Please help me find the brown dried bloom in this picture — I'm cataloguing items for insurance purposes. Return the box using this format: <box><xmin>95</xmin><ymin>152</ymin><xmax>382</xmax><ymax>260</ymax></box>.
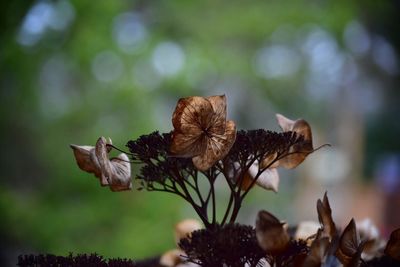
<box><xmin>71</xmin><ymin>137</ymin><xmax>132</xmax><ymax>191</ymax></box>
<box><xmin>170</xmin><ymin>95</ymin><xmax>236</xmax><ymax>171</ymax></box>
<box><xmin>262</xmin><ymin>114</ymin><xmax>314</xmax><ymax>169</ymax></box>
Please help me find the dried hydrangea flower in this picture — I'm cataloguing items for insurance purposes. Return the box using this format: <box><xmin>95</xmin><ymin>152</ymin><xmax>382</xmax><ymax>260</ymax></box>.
<box><xmin>256</xmin><ymin>210</ymin><xmax>289</xmax><ymax>254</ymax></box>
<box><xmin>262</xmin><ymin>114</ymin><xmax>314</xmax><ymax>169</ymax></box>
<box><xmin>170</xmin><ymin>95</ymin><xmax>236</xmax><ymax>171</ymax></box>
<box><xmin>335</xmin><ymin>219</ymin><xmax>364</xmax><ymax>267</ymax></box>
<box><xmin>95</xmin><ymin>137</ymin><xmax>132</xmax><ymax>191</ymax></box>
<box><xmin>71</xmin><ymin>137</ymin><xmax>132</xmax><ymax>191</ymax></box>
<box><xmin>70</xmin><ymin>138</ymin><xmax>112</xmax><ymax>185</ymax></box>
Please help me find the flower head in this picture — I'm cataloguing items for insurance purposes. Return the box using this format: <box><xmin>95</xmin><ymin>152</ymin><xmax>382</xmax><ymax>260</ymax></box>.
<box><xmin>262</xmin><ymin>114</ymin><xmax>314</xmax><ymax>169</ymax></box>
<box><xmin>71</xmin><ymin>137</ymin><xmax>132</xmax><ymax>191</ymax></box>
<box><xmin>170</xmin><ymin>95</ymin><xmax>236</xmax><ymax>171</ymax></box>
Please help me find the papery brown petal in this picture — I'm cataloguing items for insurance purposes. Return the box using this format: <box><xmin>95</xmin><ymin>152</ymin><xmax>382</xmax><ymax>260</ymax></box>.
<box><xmin>336</xmin><ymin>219</ymin><xmax>361</xmax><ymax>266</ymax></box>
<box><xmin>303</xmin><ymin>237</ymin><xmax>329</xmax><ymax>267</ymax></box>
<box><xmin>276</xmin><ymin>114</ymin><xmax>314</xmax><ymax>169</ymax></box>
<box><xmin>192</xmin><ymin>121</ymin><xmax>236</xmax><ymax>171</ymax></box>
<box><xmin>109</xmin><ymin>153</ymin><xmax>132</xmax><ymax>192</ymax></box>
<box><xmin>70</xmin><ymin>144</ymin><xmax>100</xmax><ymax>176</ymax></box>
<box><xmin>95</xmin><ymin>137</ymin><xmax>112</xmax><ymax>186</ymax></box>
<box><xmin>206</xmin><ymin>95</ymin><xmax>226</xmax><ymax>135</ymax></box>
<box><xmin>256</xmin><ymin>210</ymin><xmax>289</xmax><ymax>254</ymax></box>
<box><xmin>317</xmin><ymin>192</ymin><xmax>336</xmax><ymax>240</ymax></box>
<box><xmin>172</xmin><ymin>96</ymin><xmax>214</xmax><ymax>135</ymax></box>
<box><xmin>170</xmin><ymin>131</ymin><xmax>207</xmax><ymax>158</ymax></box>
<box><xmin>242</xmin><ymin>161</ymin><xmax>279</xmax><ymax>193</ymax></box>
<box><xmin>276</xmin><ymin>114</ymin><xmax>295</xmax><ymax>132</ymax></box>
<box><xmin>385</xmin><ymin>228</ymin><xmax>400</xmax><ymax>261</ymax></box>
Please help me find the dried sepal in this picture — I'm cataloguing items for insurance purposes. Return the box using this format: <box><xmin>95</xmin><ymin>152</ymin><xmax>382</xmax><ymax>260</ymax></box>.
<box><xmin>170</xmin><ymin>95</ymin><xmax>236</xmax><ymax>171</ymax></box>
<box><xmin>70</xmin><ymin>144</ymin><xmax>101</xmax><ymax>177</ymax></box>
<box><xmin>241</xmin><ymin>161</ymin><xmax>279</xmax><ymax>193</ymax></box>
<box><xmin>385</xmin><ymin>228</ymin><xmax>400</xmax><ymax>261</ymax></box>
<box><xmin>317</xmin><ymin>192</ymin><xmax>336</xmax><ymax>241</ymax></box>
<box><xmin>71</xmin><ymin>137</ymin><xmax>132</xmax><ymax>191</ymax></box>
<box><xmin>256</xmin><ymin>210</ymin><xmax>289</xmax><ymax>254</ymax></box>
<box><xmin>294</xmin><ymin>221</ymin><xmax>320</xmax><ymax>245</ymax></box>
<box><xmin>159</xmin><ymin>249</ymin><xmax>185</xmax><ymax>267</ymax></box>
<box><xmin>96</xmin><ymin>137</ymin><xmax>132</xmax><ymax>191</ymax></box>
<box><xmin>276</xmin><ymin>114</ymin><xmax>314</xmax><ymax>169</ymax></box>
<box><xmin>335</xmin><ymin>219</ymin><xmax>364</xmax><ymax>267</ymax></box>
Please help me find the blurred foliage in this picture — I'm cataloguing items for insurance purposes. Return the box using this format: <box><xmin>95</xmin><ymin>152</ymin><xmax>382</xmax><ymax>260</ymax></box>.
<box><xmin>0</xmin><ymin>0</ymin><xmax>400</xmax><ymax>266</ymax></box>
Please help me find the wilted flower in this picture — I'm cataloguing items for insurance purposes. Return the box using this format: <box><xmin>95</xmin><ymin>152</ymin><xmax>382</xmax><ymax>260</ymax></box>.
<box><xmin>71</xmin><ymin>137</ymin><xmax>132</xmax><ymax>191</ymax></box>
<box><xmin>242</xmin><ymin>161</ymin><xmax>279</xmax><ymax>193</ymax></box>
<box><xmin>256</xmin><ymin>210</ymin><xmax>289</xmax><ymax>254</ymax></box>
<box><xmin>170</xmin><ymin>95</ymin><xmax>236</xmax><ymax>171</ymax></box>
<box><xmin>262</xmin><ymin>114</ymin><xmax>314</xmax><ymax>169</ymax></box>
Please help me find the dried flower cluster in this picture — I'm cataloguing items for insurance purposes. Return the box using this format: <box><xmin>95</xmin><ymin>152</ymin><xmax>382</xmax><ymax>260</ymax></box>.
<box><xmin>63</xmin><ymin>95</ymin><xmax>400</xmax><ymax>267</ymax></box>
<box><xmin>180</xmin><ymin>194</ymin><xmax>400</xmax><ymax>267</ymax></box>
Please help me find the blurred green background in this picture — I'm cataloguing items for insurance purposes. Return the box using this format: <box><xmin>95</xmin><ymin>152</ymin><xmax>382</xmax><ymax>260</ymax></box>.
<box><xmin>0</xmin><ymin>0</ymin><xmax>400</xmax><ymax>265</ymax></box>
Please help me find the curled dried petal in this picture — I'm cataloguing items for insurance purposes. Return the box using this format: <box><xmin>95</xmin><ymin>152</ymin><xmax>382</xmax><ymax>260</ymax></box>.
<box><xmin>170</xmin><ymin>95</ymin><xmax>236</xmax><ymax>171</ymax></box>
<box><xmin>276</xmin><ymin>114</ymin><xmax>314</xmax><ymax>169</ymax></box>
<box><xmin>256</xmin><ymin>210</ymin><xmax>289</xmax><ymax>254</ymax></box>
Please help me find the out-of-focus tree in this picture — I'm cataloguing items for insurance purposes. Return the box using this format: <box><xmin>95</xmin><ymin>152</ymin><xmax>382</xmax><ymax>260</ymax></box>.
<box><xmin>0</xmin><ymin>0</ymin><xmax>400</xmax><ymax>266</ymax></box>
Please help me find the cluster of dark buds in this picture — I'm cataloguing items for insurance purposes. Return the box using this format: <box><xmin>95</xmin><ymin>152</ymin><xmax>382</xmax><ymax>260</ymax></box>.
<box><xmin>65</xmin><ymin>95</ymin><xmax>400</xmax><ymax>267</ymax></box>
<box><xmin>179</xmin><ymin>194</ymin><xmax>400</xmax><ymax>267</ymax></box>
<box><xmin>71</xmin><ymin>95</ymin><xmax>314</xmax><ymax>228</ymax></box>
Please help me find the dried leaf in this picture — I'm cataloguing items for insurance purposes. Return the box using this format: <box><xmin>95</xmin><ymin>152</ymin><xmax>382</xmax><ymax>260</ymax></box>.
<box><xmin>385</xmin><ymin>228</ymin><xmax>400</xmax><ymax>261</ymax></box>
<box><xmin>317</xmin><ymin>192</ymin><xmax>336</xmax><ymax>240</ymax></box>
<box><xmin>336</xmin><ymin>219</ymin><xmax>364</xmax><ymax>267</ymax></box>
<box><xmin>256</xmin><ymin>210</ymin><xmax>289</xmax><ymax>254</ymax></box>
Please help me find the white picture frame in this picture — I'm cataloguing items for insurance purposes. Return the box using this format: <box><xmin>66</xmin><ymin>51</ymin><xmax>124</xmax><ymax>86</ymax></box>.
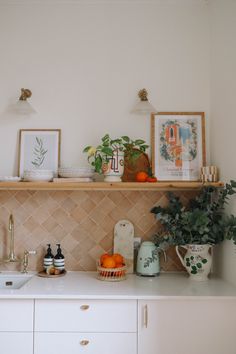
<box><xmin>18</xmin><ymin>129</ymin><xmax>61</xmax><ymax>178</ymax></box>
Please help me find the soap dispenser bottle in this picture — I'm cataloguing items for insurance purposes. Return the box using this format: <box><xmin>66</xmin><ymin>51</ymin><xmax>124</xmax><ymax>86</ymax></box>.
<box><xmin>54</xmin><ymin>243</ymin><xmax>65</xmax><ymax>271</ymax></box>
<box><xmin>43</xmin><ymin>243</ymin><xmax>54</xmax><ymax>270</ymax></box>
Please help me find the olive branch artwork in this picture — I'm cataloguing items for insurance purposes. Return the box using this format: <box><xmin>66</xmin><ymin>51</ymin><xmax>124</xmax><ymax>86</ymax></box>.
<box><xmin>31</xmin><ymin>136</ymin><xmax>48</xmax><ymax>168</ymax></box>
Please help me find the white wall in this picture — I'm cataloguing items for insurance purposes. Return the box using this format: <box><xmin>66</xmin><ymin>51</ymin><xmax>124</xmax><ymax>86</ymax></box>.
<box><xmin>209</xmin><ymin>0</ymin><xmax>236</xmax><ymax>285</ymax></box>
<box><xmin>0</xmin><ymin>0</ymin><xmax>209</xmax><ymax>175</ymax></box>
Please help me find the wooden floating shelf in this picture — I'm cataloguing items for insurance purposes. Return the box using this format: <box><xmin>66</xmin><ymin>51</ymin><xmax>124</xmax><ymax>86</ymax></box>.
<box><xmin>0</xmin><ymin>181</ymin><xmax>224</xmax><ymax>191</ymax></box>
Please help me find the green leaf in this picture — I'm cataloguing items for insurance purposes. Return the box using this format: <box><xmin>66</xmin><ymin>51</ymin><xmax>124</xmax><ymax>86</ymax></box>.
<box><xmin>101</xmin><ymin>146</ymin><xmax>113</xmax><ymax>156</ymax></box>
<box><xmin>134</xmin><ymin>139</ymin><xmax>145</xmax><ymax>145</ymax></box>
<box><xmin>121</xmin><ymin>135</ymin><xmax>130</xmax><ymax>143</ymax></box>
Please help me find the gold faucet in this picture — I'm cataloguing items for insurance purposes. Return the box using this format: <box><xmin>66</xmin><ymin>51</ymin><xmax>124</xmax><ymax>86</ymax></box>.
<box><xmin>4</xmin><ymin>214</ymin><xmax>21</xmax><ymax>262</ymax></box>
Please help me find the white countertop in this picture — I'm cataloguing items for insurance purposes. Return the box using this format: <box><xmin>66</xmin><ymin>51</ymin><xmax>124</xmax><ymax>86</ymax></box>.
<box><xmin>0</xmin><ymin>272</ymin><xmax>236</xmax><ymax>300</ymax></box>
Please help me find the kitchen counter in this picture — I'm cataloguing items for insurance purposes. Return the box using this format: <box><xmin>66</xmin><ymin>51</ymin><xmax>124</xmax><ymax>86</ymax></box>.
<box><xmin>0</xmin><ymin>272</ymin><xmax>236</xmax><ymax>300</ymax></box>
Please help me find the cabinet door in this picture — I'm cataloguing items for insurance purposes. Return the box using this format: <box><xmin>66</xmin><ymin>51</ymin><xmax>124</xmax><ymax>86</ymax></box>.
<box><xmin>34</xmin><ymin>332</ymin><xmax>136</xmax><ymax>354</ymax></box>
<box><xmin>35</xmin><ymin>300</ymin><xmax>137</xmax><ymax>332</ymax></box>
<box><xmin>0</xmin><ymin>300</ymin><xmax>34</xmax><ymax>332</ymax></box>
<box><xmin>138</xmin><ymin>298</ymin><xmax>236</xmax><ymax>354</ymax></box>
<box><xmin>0</xmin><ymin>332</ymin><xmax>33</xmax><ymax>354</ymax></box>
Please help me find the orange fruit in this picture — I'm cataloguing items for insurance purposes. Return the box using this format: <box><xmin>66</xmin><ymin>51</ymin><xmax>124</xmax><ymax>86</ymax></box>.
<box><xmin>102</xmin><ymin>256</ymin><xmax>116</xmax><ymax>268</ymax></box>
<box><xmin>100</xmin><ymin>253</ymin><xmax>110</xmax><ymax>266</ymax></box>
<box><xmin>116</xmin><ymin>263</ymin><xmax>123</xmax><ymax>268</ymax></box>
<box><xmin>112</xmin><ymin>253</ymin><xmax>124</xmax><ymax>264</ymax></box>
<box><xmin>135</xmin><ymin>171</ymin><xmax>148</xmax><ymax>182</ymax></box>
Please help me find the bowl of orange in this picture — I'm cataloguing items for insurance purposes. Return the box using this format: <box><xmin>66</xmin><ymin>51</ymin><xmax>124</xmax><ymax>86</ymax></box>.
<box><xmin>97</xmin><ymin>253</ymin><xmax>126</xmax><ymax>281</ymax></box>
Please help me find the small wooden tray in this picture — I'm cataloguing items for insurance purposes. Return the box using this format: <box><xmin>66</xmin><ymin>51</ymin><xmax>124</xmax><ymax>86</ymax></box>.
<box><xmin>37</xmin><ymin>270</ymin><xmax>66</xmax><ymax>278</ymax></box>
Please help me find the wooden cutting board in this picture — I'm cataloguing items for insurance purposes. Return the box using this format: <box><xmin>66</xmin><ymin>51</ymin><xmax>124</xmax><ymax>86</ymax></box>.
<box><xmin>113</xmin><ymin>220</ymin><xmax>134</xmax><ymax>273</ymax></box>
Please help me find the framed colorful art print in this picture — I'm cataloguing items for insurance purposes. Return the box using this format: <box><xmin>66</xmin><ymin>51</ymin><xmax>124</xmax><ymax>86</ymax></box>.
<box><xmin>151</xmin><ymin>112</ymin><xmax>206</xmax><ymax>181</ymax></box>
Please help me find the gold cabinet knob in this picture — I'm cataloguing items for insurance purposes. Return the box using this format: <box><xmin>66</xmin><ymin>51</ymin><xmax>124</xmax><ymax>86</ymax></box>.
<box><xmin>80</xmin><ymin>339</ymin><xmax>89</xmax><ymax>345</ymax></box>
<box><xmin>80</xmin><ymin>305</ymin><xmax>89</xmax><ymax>311</ymax></box>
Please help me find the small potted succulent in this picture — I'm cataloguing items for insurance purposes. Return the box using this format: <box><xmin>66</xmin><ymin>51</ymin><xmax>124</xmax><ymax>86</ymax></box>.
<box><xmin>83</xmin><ymin>134</ymin><xmax>148</xmax><ymax>182</ymax></box>
<box><xmin>151</xmin><ymin>181</ymin><xmax>236</xmax><ymax>280</ymax></box>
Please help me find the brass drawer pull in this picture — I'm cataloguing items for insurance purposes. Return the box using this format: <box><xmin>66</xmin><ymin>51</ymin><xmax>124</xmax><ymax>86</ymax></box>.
<box><xmin>80</xmin><ymin>305</ymin><xmax>89</xmax><ymax>311</ymax></box>
<box><xmin>80</xmin><ymin>339</ymin><xmax>89</xmax><ymax>345</ymax></box>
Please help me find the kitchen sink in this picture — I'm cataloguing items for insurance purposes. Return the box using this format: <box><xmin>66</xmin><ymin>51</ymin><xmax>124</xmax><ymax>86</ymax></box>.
<box><xmin>0</xmin><ymin>272</ymin><xmax>34</xmax><ymax>290</ymax></box>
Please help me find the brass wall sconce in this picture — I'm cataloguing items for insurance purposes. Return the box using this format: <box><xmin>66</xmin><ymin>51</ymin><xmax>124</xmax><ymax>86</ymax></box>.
<box><xmin>132</xmin><ymin>88</ymin><xmax>157</xmax><ymax>114</ymax></box>
<box><xmin>13</xmin><ymin>88</ymin><xmax>36</xmax><ymax>115</ymax></box>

* Stated problem *
Pick out every line in the entries above that contains the word "leaf" and copy each one out in full.

* Solved problem *
Please help me find the dried leaf in this picture — I'm cataloguing items for insurance purposes. Return the box using this format: <box><xmin>95</xmin><ymin>152</ymin><xmax>382</xmax><ymax>260</ymax></box>.
Please help me find the green leaf in this picture — I'm cataloguing items for insurance purposes. Return the box using this format: <box><xmin>66</xmin><ymin>51</ymin><xmax>124</xmax><ymax>86</ymax></box>.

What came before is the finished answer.